▶ SOURCE MATERIAL:
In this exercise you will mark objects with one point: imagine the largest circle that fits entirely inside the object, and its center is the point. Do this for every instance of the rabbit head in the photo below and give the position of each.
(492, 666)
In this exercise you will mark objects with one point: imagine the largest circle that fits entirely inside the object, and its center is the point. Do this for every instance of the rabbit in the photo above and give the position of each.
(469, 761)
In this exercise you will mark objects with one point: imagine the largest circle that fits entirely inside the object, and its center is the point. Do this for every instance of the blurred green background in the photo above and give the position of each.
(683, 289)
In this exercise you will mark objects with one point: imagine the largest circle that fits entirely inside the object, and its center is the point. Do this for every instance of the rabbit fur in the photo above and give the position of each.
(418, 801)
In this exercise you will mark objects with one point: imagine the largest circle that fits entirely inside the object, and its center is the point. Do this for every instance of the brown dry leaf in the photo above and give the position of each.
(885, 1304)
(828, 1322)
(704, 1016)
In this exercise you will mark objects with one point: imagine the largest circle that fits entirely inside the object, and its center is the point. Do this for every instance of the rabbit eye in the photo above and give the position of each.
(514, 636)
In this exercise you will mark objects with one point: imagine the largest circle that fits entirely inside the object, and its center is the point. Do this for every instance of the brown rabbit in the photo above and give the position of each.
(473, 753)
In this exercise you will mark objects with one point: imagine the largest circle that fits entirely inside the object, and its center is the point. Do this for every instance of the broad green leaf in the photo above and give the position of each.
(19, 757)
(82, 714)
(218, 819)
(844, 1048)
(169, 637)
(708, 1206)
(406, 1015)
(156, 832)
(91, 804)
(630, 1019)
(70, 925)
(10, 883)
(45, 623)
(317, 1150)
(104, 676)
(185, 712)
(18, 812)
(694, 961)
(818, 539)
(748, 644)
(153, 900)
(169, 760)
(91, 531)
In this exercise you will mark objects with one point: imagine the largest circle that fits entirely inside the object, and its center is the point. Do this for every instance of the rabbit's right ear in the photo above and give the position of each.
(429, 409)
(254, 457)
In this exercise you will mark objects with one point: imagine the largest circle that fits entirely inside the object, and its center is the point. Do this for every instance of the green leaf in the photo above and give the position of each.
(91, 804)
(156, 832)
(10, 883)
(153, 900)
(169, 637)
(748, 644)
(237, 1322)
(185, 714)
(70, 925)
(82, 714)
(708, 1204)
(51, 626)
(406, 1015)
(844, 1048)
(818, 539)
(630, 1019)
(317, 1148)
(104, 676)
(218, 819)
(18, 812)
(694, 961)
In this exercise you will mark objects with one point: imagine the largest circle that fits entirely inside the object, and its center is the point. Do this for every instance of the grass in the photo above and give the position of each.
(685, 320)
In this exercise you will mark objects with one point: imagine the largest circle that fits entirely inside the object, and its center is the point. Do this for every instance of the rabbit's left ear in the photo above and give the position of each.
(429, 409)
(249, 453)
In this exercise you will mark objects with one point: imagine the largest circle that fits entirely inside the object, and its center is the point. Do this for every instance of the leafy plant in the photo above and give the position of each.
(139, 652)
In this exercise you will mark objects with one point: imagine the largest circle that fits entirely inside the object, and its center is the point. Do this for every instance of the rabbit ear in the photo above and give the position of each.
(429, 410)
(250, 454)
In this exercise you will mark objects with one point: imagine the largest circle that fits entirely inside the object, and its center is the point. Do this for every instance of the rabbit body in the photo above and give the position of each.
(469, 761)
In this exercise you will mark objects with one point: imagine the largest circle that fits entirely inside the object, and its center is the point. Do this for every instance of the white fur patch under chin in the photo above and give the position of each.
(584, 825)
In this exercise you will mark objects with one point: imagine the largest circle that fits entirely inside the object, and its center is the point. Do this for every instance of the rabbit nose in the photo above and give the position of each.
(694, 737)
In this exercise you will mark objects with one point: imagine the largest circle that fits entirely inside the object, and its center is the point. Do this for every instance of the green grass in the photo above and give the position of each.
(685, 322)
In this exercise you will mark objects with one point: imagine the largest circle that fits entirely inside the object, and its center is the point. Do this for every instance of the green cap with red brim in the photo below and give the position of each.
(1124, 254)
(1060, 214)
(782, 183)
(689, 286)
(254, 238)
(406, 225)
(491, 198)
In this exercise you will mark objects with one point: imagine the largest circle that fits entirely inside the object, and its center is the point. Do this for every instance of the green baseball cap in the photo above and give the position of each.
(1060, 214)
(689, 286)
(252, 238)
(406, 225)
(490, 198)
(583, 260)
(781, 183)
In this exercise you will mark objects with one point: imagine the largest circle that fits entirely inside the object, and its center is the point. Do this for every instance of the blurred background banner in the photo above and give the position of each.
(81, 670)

▶ EXERCISE DETAILS: Copy out all of the lines above exactly.

▶ FINISHED TASK:
In this exercise you will mark objects with one point: imagine the largest circle that fits entirely inside the object, and its center is the point. Do this for every instance of the rabbit head in the photo below and give the position of each.
(492, 666)
In this exercise you will mark objects with one point: imagine the largest circle that fits entirely inside the object, and its center is the point. Do this for every instance of the rabbit in the photo above and give the position of each.
(469, 761)
In this exercise you will mark objects with one point: imagine the largest circle that fits entirely inside the object, and its center is the point. Do this for every instance of the blurred green background in the photo above and give the position of each.
(683, 289)
In this exercise you will mark objects with one point: imagine the largest circle that fits entirely inside the object, and its center is the point. Do this for every instance of the rabbit fur in the photo above and give the position of each.
(418, 801)
In this exercise you will mark objects with one point: imagine the largest circle that fits entirely inside the object, and its center is the point. Do this for every instance of the brown dry leaf in the photo above and give the position of each.
(885, 1304)
(828, 1322)
(704, 1016)
In this exercise you will mark objects with one point: imagine the largest circle that fits entirely inside the object, and its center is the point. Do this for every instance of the rabbit eye in the photo above and give the position of each.
(514, 636)
In this exercise you will mark objects with one point: imagine the largest circle that fits entirely inside the object, and its center is the point. Do this for every instance of the brown rabbit in the photo above and give the position of each.
(473, 753)
In this exercise you will mark objects with one point: imagine the largest circle that fits entirely inside the object, and its center is the point. Do this for every instance of the broad green leaf in the photo above and give the position of each.
(19, 757)
(82, 714)
(218, 819)
(844, 1048)
(169, 637)
(708, 1206)
(406, 1015)
(156, 832)
(91, 804)
(630, 1019)
(70, 925)
(10, 883)
(45, 623)
(317, 1150)
(104, 676)
(185, 712)
(18, 812)
(694, 961)
(818, 539)
(748, 644)
(153, 900)
(169, 760)
(91, 531)
In this exercise you will mark objects with one point: imagine the largest circle that fits entirely inside the object, and its center is the point. Do this for every instance of the rabbit's right ear in the photo above and give the position of each.
(429, 409)
(254, 457)
In this exercise you will mark objects with one point: imagine the largest circle that fits entirely inside the object, and its center is the point. Do this for every instance of the green leaf in the photo above and give the position of each.
(91, 804)
(156, 832)
(10, 883)
(153, 900)
(169, 637)
(748, 644)
(237, 1322)
(185, 714)
(70, 925)
(82, 714)
(708, 1204)
(51, 626)
(406, 1015)
(844, 1048)
(818, 539)
(630, 1019)
(317, 1148)
(104, 676)
(218, 819)
(18, 812)
(694, 961)
In this exercise you will mark objects with one point: imagine the largest circle that fits entirely inside the object, and its center is the point. Do this for every instance of the grass in the photo above and give the position of each.
(685, 320)
In this exercise you will mark objects with one point: imagine the largest circle that fits entirely inside the object, and its center is the point. Do this for every instance of the rabbit's left ear in the photo above and give the position of each.
(429, 409)
(249, 453)
In this exercise you will mark objects with one point: imagine the largest circle that fits entirely inside the object, and its center is the point. Do this for every instance of the leafy plant in the photo above and give the position of each.
(139, 652)
In this exercise you will mark objects with one point: imagine the largest circle that fits entirely inside the object, and its center is the point. Do this for every instance of the rabbit ear in the photo above and give the position of each.
(429, 410)
(250, 454)
In this exercise you will mark objects with one point: imagine the largest circle that fits entirely inside the object, and its center is the point. Do this for every instance of the rabbit body in the photo above and give the position of each.
(469, 761)
In this exercise you will mark objects with one point: imagine the largest circle that fits entirely inside the object, and its center is the point. Do this for every instance of the white fur patch under chin in the photo above and give the position of each.
(584, 825)
In this exercise you will mark objects with one point: imagine the largest circle that fits entirely inside the object, and its center is the point. Do this for every instance of the rabbit nose in the photo above and give the position of each.
(694, 737)
In this exercise you will mark objects with one point: imagine the largest circle that fits entirely inside the object, and its center is the point. Do this for every instance of the green grass in the photo above and give the position of each.
(685, 322)
In this exercise you will mark objects with one point: imagine the largest circle that fits entirely inside the object, and its center is the point. Do this for every instance of the green cap with red brim in the photo below and give the position of each.
(1124, 254)
(1060, 214)
(782, 183)
(689, 286)
(254, 238)
(406, 225)
(491, 198)
In this exercise you will mark objects with one point: imagine the largest circle that fits entirely inside the object, and its center is the point. Do this for every instance of the green baseball cap in the photo above and give the position of each.
(1060, 214)
(689, 286)
(252, 238)
(406, 225)
(490, 198)
(583, 260)
(781, 183)
In this exercise you will mark objects with one point: imagine the largest circle that fits entirely inside the object, and its center is the point. Do this for every instance of the blurred background banner in the photo above and give the position of each.
(81, 670)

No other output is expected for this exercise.